Convert every line of the listing below into a numbered list, leaving out the blank lines.

Collected data
· · · · ·
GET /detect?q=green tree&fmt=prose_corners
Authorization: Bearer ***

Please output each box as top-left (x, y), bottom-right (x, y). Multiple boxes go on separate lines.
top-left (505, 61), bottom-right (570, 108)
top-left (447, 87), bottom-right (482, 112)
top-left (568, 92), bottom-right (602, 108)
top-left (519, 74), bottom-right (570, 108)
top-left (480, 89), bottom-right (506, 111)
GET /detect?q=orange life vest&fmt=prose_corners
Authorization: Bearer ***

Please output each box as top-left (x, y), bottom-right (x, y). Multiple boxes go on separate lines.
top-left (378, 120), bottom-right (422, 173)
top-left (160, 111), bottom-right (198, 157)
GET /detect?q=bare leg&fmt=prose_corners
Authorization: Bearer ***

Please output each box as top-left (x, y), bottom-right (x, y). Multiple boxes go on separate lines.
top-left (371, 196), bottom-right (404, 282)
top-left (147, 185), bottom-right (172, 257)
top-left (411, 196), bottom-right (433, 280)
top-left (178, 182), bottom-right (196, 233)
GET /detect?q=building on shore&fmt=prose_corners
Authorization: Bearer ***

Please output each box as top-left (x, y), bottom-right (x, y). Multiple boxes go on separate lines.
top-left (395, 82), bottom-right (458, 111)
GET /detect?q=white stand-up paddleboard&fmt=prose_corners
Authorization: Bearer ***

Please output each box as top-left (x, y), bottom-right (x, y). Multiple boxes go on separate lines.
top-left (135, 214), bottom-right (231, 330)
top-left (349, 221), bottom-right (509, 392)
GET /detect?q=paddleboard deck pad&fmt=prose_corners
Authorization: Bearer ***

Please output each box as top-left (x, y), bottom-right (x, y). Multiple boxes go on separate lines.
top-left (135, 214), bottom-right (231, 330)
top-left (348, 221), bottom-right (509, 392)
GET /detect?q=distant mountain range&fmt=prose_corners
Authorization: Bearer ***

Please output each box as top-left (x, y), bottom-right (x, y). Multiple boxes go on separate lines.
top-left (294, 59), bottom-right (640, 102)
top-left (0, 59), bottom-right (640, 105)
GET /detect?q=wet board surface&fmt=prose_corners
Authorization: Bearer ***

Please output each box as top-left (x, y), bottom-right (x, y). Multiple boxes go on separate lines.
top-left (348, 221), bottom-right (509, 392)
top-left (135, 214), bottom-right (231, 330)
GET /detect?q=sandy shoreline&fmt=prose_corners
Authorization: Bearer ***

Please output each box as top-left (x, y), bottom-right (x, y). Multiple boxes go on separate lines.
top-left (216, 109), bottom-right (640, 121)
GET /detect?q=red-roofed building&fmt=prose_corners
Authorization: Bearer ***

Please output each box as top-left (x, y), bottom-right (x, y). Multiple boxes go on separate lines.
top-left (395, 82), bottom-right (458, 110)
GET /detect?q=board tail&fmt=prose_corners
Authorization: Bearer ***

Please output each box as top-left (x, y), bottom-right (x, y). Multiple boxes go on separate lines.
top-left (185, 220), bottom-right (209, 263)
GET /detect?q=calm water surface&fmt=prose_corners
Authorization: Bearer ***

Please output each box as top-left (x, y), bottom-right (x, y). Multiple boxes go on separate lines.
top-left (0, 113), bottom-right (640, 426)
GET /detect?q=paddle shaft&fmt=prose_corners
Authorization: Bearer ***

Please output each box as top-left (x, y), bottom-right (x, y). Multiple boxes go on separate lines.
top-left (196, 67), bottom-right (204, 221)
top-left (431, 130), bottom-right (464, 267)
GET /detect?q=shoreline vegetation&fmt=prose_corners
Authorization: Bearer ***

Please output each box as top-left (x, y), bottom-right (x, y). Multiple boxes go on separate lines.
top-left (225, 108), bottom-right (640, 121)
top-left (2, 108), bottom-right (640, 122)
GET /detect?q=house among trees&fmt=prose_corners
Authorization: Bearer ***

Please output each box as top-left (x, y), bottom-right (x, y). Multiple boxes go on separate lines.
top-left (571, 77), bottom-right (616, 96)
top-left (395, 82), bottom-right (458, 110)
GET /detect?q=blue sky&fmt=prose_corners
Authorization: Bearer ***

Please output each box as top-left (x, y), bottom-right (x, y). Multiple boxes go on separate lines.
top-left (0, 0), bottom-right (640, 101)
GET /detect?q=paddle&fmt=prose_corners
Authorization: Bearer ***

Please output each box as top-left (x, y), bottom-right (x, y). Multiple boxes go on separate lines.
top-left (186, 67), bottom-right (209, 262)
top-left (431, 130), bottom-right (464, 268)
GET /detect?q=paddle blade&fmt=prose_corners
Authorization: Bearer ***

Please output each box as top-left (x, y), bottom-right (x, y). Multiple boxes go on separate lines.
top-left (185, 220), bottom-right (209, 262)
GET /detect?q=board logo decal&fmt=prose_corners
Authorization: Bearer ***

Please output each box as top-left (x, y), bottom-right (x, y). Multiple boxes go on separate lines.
· · · · ·
Response to the task
1. GET /detect?q=green tree&fmt=prose_corners
2. Authorization: Bearer ***
3. Please output each box as top-left (x, y), bottom-right (x, y). Multiple boxes go on separate lines.
4. top-left (505, 61), bottom-right (570, 108)
5. top-left (447, 87), bottom-right (482, 112)
6. top-left (568, 92), bottom-right (602, 108)
7. top-left (519, 74), bottom-right (570, 108)
8. top-left (480, 89), bottom-right (506, 111)
9. GET /detect?q=orange life vest&fmt=prose_corners
10. Authorization: Bearer ***
11. Please output each box as top-left (x, y), bottom-right (x, y). Multiple boxes go on separate lines.
12. top-left (378, 120), bottom-right (422, 173)
13. top-left (160, 111), bottom-right (198, 157)
14. GET /detect?q=bare leg&fmt=prose_corners
15. Authorization: Bearer ***
16. Please output each box as top-left (x, y), bottom-right (x, y). Multiple boxes go on separate lines.
17. top-left (371, 196), bottom-right (404, 282)
18. top-left (147, 185), bottom-right (172, 257)
19. top-left (411, 196), bottom-right (433, 280)
20. top-left (178, 182), bottom-right (196, 233)
21. GET /detect?q=building on shore&fmt=prose_corners
22. Authorization: Bearer ***
23. Please output each box as top-left (x, y), bottom-right (x, y). Multiple boxes go on separate lines.
24. top-left (395, 82), bottom-right (458, 111)
25. GET /detect?q=white stand-up paddleboard&fmt=prose_corners
26. Authorization: Bearer ***
27. Please output each box as top-left (x, y), bottom-right (x, y). Multiple boxes go on separate lines.
28. top-left (135, 214), bottom-right (231, 330)
29. top-left (349, 221), bottom-right (509, 392)
30. GET /detect?q=paddleboard deck pad&fmt=prose_corners
31. Authorization: Bearer ***
32. Please output each box as top-left (x, y), bottom-right (x, y). Multiple boxes go on separate lines.
33. top-left (135, 214), bottom-right (231, 330)
34. top-left (348, 221), bottom-right (509, 392)
35. GET /detect?q=distant mountain range&fmt=prose_corners
36. Authorization: Bearer ***
37. Please output each box as top-left (x, y), bottom-right (x, y). Multiple boxes go on separate lines.
38. top-left (294, 59), bottom-right (640, 102)
39. top-left (0, 59), bottom-right (640, 105)
40. GET /detect?q=wet board surface&fmt=prose_corners
41. Authorization: Bearer ***
42. Please output each box as top-left (x, y), bottom-right (x, y). Multiple boxes go on separate lines.
43. top-left (348, 221), bottom-right (509, 392)
44. top-left (135, 214), bottom-right (231, 330)
45. GET /detect?q=sandy shoreline&fmt=prose_corners
46. Authorization: Bearer ***
47. Please output each box as top-left (x, y), bottom-right (x, y). Multiple boxes go on separate lines.
48. top-left (216, 109), bottom-right (640, 121)
49. GET /detect?q=red-roofed building&fmt=prose_corners
50. Authorization: Bearer ***
51. Please output each box as top-left (x, y), bottom-right (x, y). Multiple boxes go on separate lines.
52. top-left (395, 82), bottom-right (458, 110)
53. GET /detect?q=board tail&fmt=prose_corners
54. Authorization: Bearer ***
55. Please output each box as top-left (x, y), bottom-right (x, y). Multiple boxes go on separate lines.
56. top-left (185, 220), bottom-right (209, 263)
57. GET /detect?q=calm water surface&fmt=prose_corners
58. Authorization: Bearer ***
59. Please output each box as top-left (x, y), bottom-right (x, y). Multiple boxes go on separate lines.
60. top-left (0, 113), bottom-right (640, 426)
61. GET /detect?q=paddle shaft&fmt=prose_corners
62. Authorization: Bearer ***
63. Please output each box as top-left (x, y), bottom-right (x, y). Multiple boxes go on separate lines.
64. top-left (196, 67), bottom-right (204, 221)
65. top-left (431, 130), bottom-right (464, 267)
66. GET /detect?q=shoreline vegetation&fmt=prose_corners
67. Authorization: Bearer ***
68. Please output each box as top-left (x, y), bottom-right (x, y). Multiple boxes go on separate lines.
69. top-left (225, 108), bottom-right (640, 121)
70. top-left (2, 108), bottom-right (640, 122)
71. GET /detect?q=house among trees&fmt=prose_corners
72. Authorization: Bearer ***
73. Please output each box as top-left (x, y), bottom-right (x, y). Multiple boxes go on separate lines.
74. top-left (571, 77), bottom-right (616, 96)
75. top-left (395, 82), bottom-right (458, 110)
76. GET /detect?q=blue sky&fmt=prose_corners
77. Authorization: Bearer ***
78. Please output each box as top-left (x, y), bottom-right (x, y). Multiple boxes go on separate lines.
79. top-left (0, 0), bottom-right (640, 101)
80. GET /detect?q=paddle&fmt=prose_corners
81. Authorization: Bearer ***
82. Please output each box as top-left (x, y), bottom-right (x, y). Multiple boxes go on separate lines.
83. top-left (186, 67), bottom-right (209, 262)
84. top-left (431, 130), bottom-right (464, 268)
85. GET /detect?q=paddle blade&fmt=prose_corners
86. Authorization: Bearer ***
87. Please output each box as top-left (x, y), bottom-right (x, y). Multiple boxes go on separate lines.
88. top-left (185, 220), bottom-right (209, 262)
89. GET /detect?q=board logo decal&fmt=prose_corners
90. Authorization: Bearer ***
91. Please output each box as top-left (x, y), bottom-right (x, y). Multiple boxes go on separate lines.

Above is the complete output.